───── INPUT DATA

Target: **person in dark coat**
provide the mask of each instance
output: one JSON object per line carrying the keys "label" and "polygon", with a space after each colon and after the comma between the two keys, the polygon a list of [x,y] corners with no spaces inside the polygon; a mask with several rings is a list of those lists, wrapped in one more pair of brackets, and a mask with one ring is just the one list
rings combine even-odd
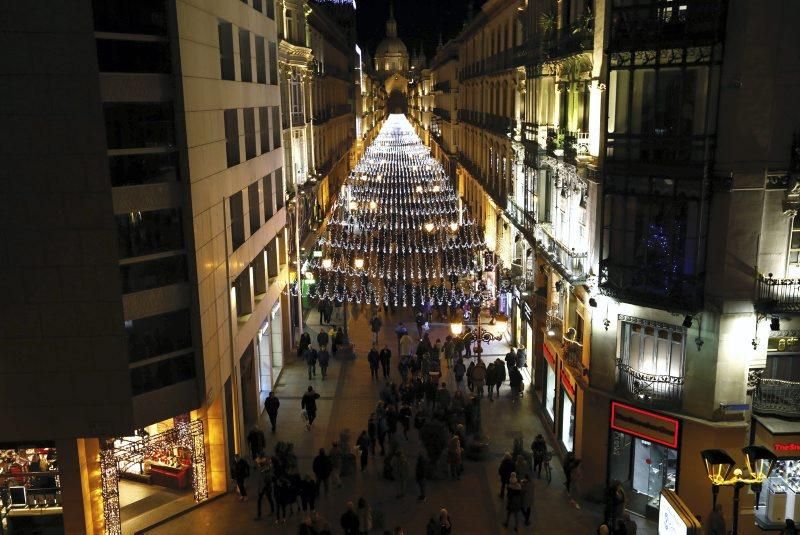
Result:
{"label": "person in dark coat", "polygon": [[300,335],[300,341],[297,343],[297,356],[302,358],[306,353],[306,349],[311,345],[311,335],[304,332]]}
{"label": "person in dark coat", "polygon": [[306,366],[308,367],[308,380],[311,380],[311,375],[317,376],[317,350],[313,346],[306,349],[304,358],[306,359]]}
{"label": "person in dark coat", "polygon": [[358,535],[358,513],[353,502],[347,502],[347,510],[339,520],[344,535]]}
{"label": "person in dark coat", "polygon": [[389,371],[390,371],[390,364],[392,361],[392,350],[389,349],[388,344],[383,345],[383,349],[381,349],[379,359],[381,362],[381,370],[383,371],[383,378],[389,378]]}
{"label": "person in dark coat", "polygon": [[300,400],[300,408],[304,409],[308,415],[308,425],[306,426],[308,429],[311,429],[311,426],[314,425],[314,419],[317,417],[318,399],[319,394],[314,392],[313,386],[309,386],[308,391],[303,394],[303,399]]}
{"label": "person in dark coat", "polygon": [[361,434],[358,435],[356,446],[358,446],[358,450],[361,453],[361,471],[363,472],[367,469],[367,462],[369,461],[369,437],[366,431],[361,431]]}
{"label": "person in dark coat", "polygon": [[280,477],[275,481],[275,505],[277,513],[275,514],[275,523],[286,523],[286,508],[292,503],[292,491],[289,488],[289,480],[285,477]]}
{"label": "person in dark coat", "polygon": [[506,521],[503,526],[509,527],[509,520],[514,519],[514,531],[519,530],[519,514],[522,511],[522,485],[517,474],[511,473],[508,478],[508,497],[506,498]]}
{"label": "person in dark coat", "polygon": [[570,451],[566,456],[564,456],[564,477],[566,478],[564,481],[564,486],[567,487],[567,492],[569,492],[569,487],[572,484],[572,473],[580,464],[581,461],[575,457],[574,452]]}
{"label": "person in dark coat", "polygon": [[319,362],[319,369],[322,372],[322,380],[328,377],[328,366],[331,363],[331,354],[327,349],[320,349],[317,354],[317,361]]}
{"label": "person in dark coat", "polygon": [[233,466],[231,468],[233,479],[236,481],[236,488],[239,489],[239,501],[243,502],[247,499],[247,489],[244,486],[244,482],[250,476],[250,465],[236,453],[233,456]]}
{"label": "person in dark coat", "polygon": [[497,390],[497,396],[500,396],[500,387],[506,380],[506,367],[503,365],[503,361],[499,358],[494,361],[494,373],[495,373],[495,382],[494,387]]}
{"label": "person in dark coat", "polygon": [[414,467],[414,479],[417,481],[417,486],[419,487],[419,496],[417,499],[421,502],[425,501],[425,465],[427,461],[425,460],[425,455],[420,452],[417,455],[417,464]]}
{"label": "person in dark coat", "polygon": [[407,402],[403,402],[397,414],[400,425],[403,426],[403,436],[408,440],[408,430],[411,427],[411,406]]}
{"label": "person in dark coat", "polygon": [[536,472],[536,477],[542,477],[542,466],[544,466],[544,458],[547,455],[547,442],[540,434],[531,442],[531,452],[533,453],[533,470]]}
{"label": "person in dark coat", "polygon": [[320,329],[319,334],[317,335],[317,345],[319,346],[320,351],[323,349],[328,349],[328,333],[325,332],[325,329]]}
{"label": "person in dark coat", "polygon": [[372,343],[378,343],[378,333],[381,332],[381,327],[383,327],[383,322],[378,317],[377,314],[372,316],[372,319],[369,321],[369,328],[372,331]]}
{"label": "person in dark coat", "polygon": [[255,461],[264,451],[264,446],[267,444],[267,439],[264,438],[264,432],[256,425],[247,433],[247,444],[250,446],[250,457]]}
{"label": "person in dark coat", "polygon": [[313,479],[311,479],[311,477],[306,475],[303,476],[302,480],[300,480],[298,490],[300,491],[300,504],[303,507],[303,511],[308,511],[311,509],[311,512],[313,513],[316,510],[317,484]]}
{"label": "person in dark coat", "polygon": [[514,352],[514,348],[512,347],[508,353],[506,353],[506,368],[508,368],[508,373],[511,373],[511,368],[517,367],[517,354]]}
{"label": "person in dark coat", "polygon": [[497,474],[500,476],[500,497],[506,495],[506,486],[508,485],[511,473],[514,471],[514,459],[511,458],[511,453],[506,452],[503,460],[500,461],[500,467],[497,469]]}
{"label": "person in dark coat", "polygon": [[325,487],[325,494],[328,494],[330,492],[328,481],[330,480],[331,472],[333,472],[333,461],[325,453],[325,448],[319,449],[319,454],[314,457],[311,469],[314,471],[314,477],[317,480],[317,493],[319,494],[321,487]]}
{"label": "person in dark coat", "polygon": [[274,479],[275,470],[272,465],[272,458],[261,456],[256,459],[256,466],[260,476],[259,489],[258,489],[258,502],[256,504],[256,520],[261,519],[261,500],[266,496],[269,502],[269,514],[275,513],[275,499],[274,499]]}
{"label": "person in dark coat", "polygon": [[464,380],[464,375],[467,373],[467,367],[464,366],[464,359],[461,357],[455,363],[453,367],[453,375],[456,376],[456,383],[459,387],[461,387],[461,381]]}
{"label": "person in dark coat", "polygon": [[267,399],[264,400],[264,410],[267,411],[267,416],[269,416],[269,423],[272,425],[272,432],[275,432],[275,423],[278,420],[278,408],[280,408],[281,402],[275,396],[275,392],[270,392],[267,396]]}
{"label": "person in dark coat", "polygon": [[511,399],[516,403],[522,394],[523,388],[522,374],[520,373],[519,369],[511,368],[511,371],[508,373],[508,382],[509,385],[511,385]]}
{"label": "person in dark coat", "polygon": [[467,366],[467,388],[469,388],[470,392],[475,390],[475,385],[472,384],[472,371],[475,369],[475,362],[470,361],[469,366]]}
{"label": "person in dark coat", "polygon": [[380,353],[378,348],[372,346],[372,349],[367,353],[367,362],[369,363],[369,376],[370,379],[378,379],[378,363],[380,362]]}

──────────

→ **AIM OF THE EXERCISE**
No picture should be included when the data are set down again exactly.

→ **RESPONSE BELOW**
Target: **person in dark coat**
provide the mask of each instance
output: one JSON object per line carrying the keys "label" and "polygon", with a space after each colon and after the comma between the two keys, the polygon a list of [x,y] corners with no spaces inside the polygon; a mask with several rings is a list of those lists, wrapped in one more pair of brackets, and a mask with one ring is just the one list
rings combine even-odd
Result:
{"label": "person in dark coat", "polygon": [[300,335],[300,341],[297,343],[297,356],[302,358],[306,353],[306,349],[311,345],[311,335],[304,332]]}
{"label": "person in dark coat", "polygon": [[306,366],[308,367],[308,380],[311,380],[311,375],[317,376],[317,350],[313,346],[306,349],[304,358],[306,359]]}
{"label": "person in dark coat", "polygon": [[358,535],[358,513],[353,502],[347,502],[347,510],[339,520],[344,535]]}
{"label": "person in dark coat", "polygon": [[389,371],[390,371],[390,364],[392,361],[392,350],[389,349],[388,344],[383,345],[383,349],[381,349],[379,359],[381,362],[381,370],[383,371],[383,378],[389,378]]}
{"label": "person in dark coat", "polygon": [[300,400],[300,408],[304,409],[308,415],[308,425],[306,426],[308,429],[311,429],[311,426],[314,425],[314,419],[317,417],[318,399],[319,394],[314,392],[313,386],[309,386],[308,391],[303,394],[303,399]]}
{"label": "person in dark coat", "polygon": [[361,434],[358,435],[356,446],[358,446],[358,450],[361,453],[361,471],[363,472],[367,469],[367,462],[369,461],[369,437],[366,431],[361,431]]}
{"label": "person in dark coat", "polygon": [[280,477],[275,481],[275,505],[277,513],[275,514],[275,523],[286,523],[286,508],[292,503],[292,491],[289,488],[289,480],[285,477]]}
{"label": "person in dark coat", "polygon": [[506,521],[503,526],[509,527],[509,520],[514,519],[514,531],[519,530],[519,514],[522,511],[522,485],[517,474],[511,473],[508,478],[508,497],[506,498]]}
{"label": "person in dark coat", "polygon": [[570,451],[566,456],[564,456],[564,477],[566,478],[564,481],[564,486],[567,487],[567,492],[569,492],[569,487],[572,484],[572,473],[580,464],[581,461],[575,457],[574,452]]}
{"label": "person in dark coat", "polygon": [[319,362],[319,369],[322,372],[322,380],[328,377],[328,366],[331,363],[331,354],[327,349],[320,349],[317,354],[317,361]]}
{"label": "person in dark coat", "polygon": [[233,466],[231,468],[233,479],[236,481],[236,488],[239,489],[239,501],[243,502],[247,499],[247,489],[244,486],[244,482],[250,476],[250,465],[236,453],[233,456]]}
{"label": "person in dark coat", "polygon": [[497,390],[497,396],[500,396],[500,387],[506,380],[506,367],[503,365],[503,361],[499,358],[494,361],[494,373],[495,373],[495,382],[494,387]]}
{"label": "person in dark coat", "polygon": [[414,467],[414,479],[417,481],[417,486],[419,487],[419,496],[417,499],[421,502],[425,501],[425,465],[427,461],[425,460],[425,455],[420,452],[417,455],[417,464]]}
{"label": "person in dark coat", "polygon": [[407,402],[403,402],[397,414],[400,425],[403,426],[403,436],[408,440],[408,430],[411,427],[411,406]]}
{"label": "person in dark coat", "polygon": [[536,472],[536,477],[542,477],[542,466],[544,466],[544,458],[547,455],[547,442],[540,434],[531,442],[531,452],[533,453],[533,470]]}
{"label": "person in dark coat", "polygon": [[320,329],[319,334],[317,335],[317,345],[319,346],[320,351],[323,349],[328,349],[328,333],[325,332],[325,329]]}
{"label": "person in dark coat", "polygon": [[372,343],[378,343],[378,333],[381,332],[381,327],[383,327],[383,322],[378,317],[377,314],[372,316],[372,319],[369,321],[369,328],[372,331]]}
{"label": "person in dark coat", "polygon": [[255,461],[264,451],[264,446],[267,444],[267,439],[264,438],[264,432],[256,425],[247,433],[247,444],[250,446],[250,457]]}
{"label": "person in dark coat", "polygon": [[313,479],[311,479],[311,477],[306,475],[303,476],[302,480],[300,480],[298,490],[300,491],[300,504],[303,507],[303,511],[308,511],[311,509],[311,512],[313,513],[316,510],[317,484]]}
{"label": "person in dark coat", "polygon": [[514,352],[514,348],[512,347],[508,353],[506,353],[506,368],[508,368],[508,373],[511,373],[511,368],[517,367],[517,354]]}
{"label": "person in dark coat", "polygon": [[497,474],[500,476],[500,497],[506,495],[506,486],[508,485],[511,473],[514,471],[514,459],[511,458],[511,453],[506,452],[503,460],[500,461],[500,467],[497,469]]}
{"label": "person in dark coat", "polygon": [[325,487],[325,494],[328,494],[330,492],[328,481],[330,480],[331,472],[333,472],[333,461],[325,453],[325,448],[319,449],[319,454],[314,457],[311,469],[314,471],[314,477],[317,480],[317,493],[319,494],[321,487]]}
{"label": "person in dark coat", "polygon": [[274,479],[275,470],[272,465],[272,458],[261,456],[256,459],[256,466],[260,476],[259,489],[258,489],[258,502],[256,504],[256,520],[261,519],[261,500],[266,496],[269,502],[269,514],[275,513],[275,499],[274,499]]}
{"label": "person in dark coat", "polygon": [[464,380],[464,375],[467,373],[467,367],[464,366],[464,359],[461,357],[455,363],[453,367],[453,375],[456,376],[456,383],[459,387],[461,387],[461,381]]}
{"label": "person in dark coat", "polygon": [[267,399],[264,400],[264,410],[267,411],[267,416],[269,416],[269,423],[272,425],[272,432],[275,432],[275,423],[278,420],[278,408],[280,408],[281,402],[275,396],[275,392],[270,392],[267,396]]}
{"label": "person in dark coat", "polygon": [[511,399],[516,403],[522,394],[523,388],[522,374],[520,373],[519,369],[511,368],[511,371],[508,373],[508,382],[509,385],[511,385]]}
{"label": "person in dark coat", "polygon": [[467,366],[467,388],[469,388],[470,392],[475,390],[475,385],[472,384],[472,371],[475,369],[475,362],[470,361],[469,366]]}
{"label": "person in dark coat", "polygon": [[380,353],[378,348],[372,346],[372,349],[367,353],[367,362],[369,363],[369,376],[370,379],[378,379],[378,363],[380,362]]}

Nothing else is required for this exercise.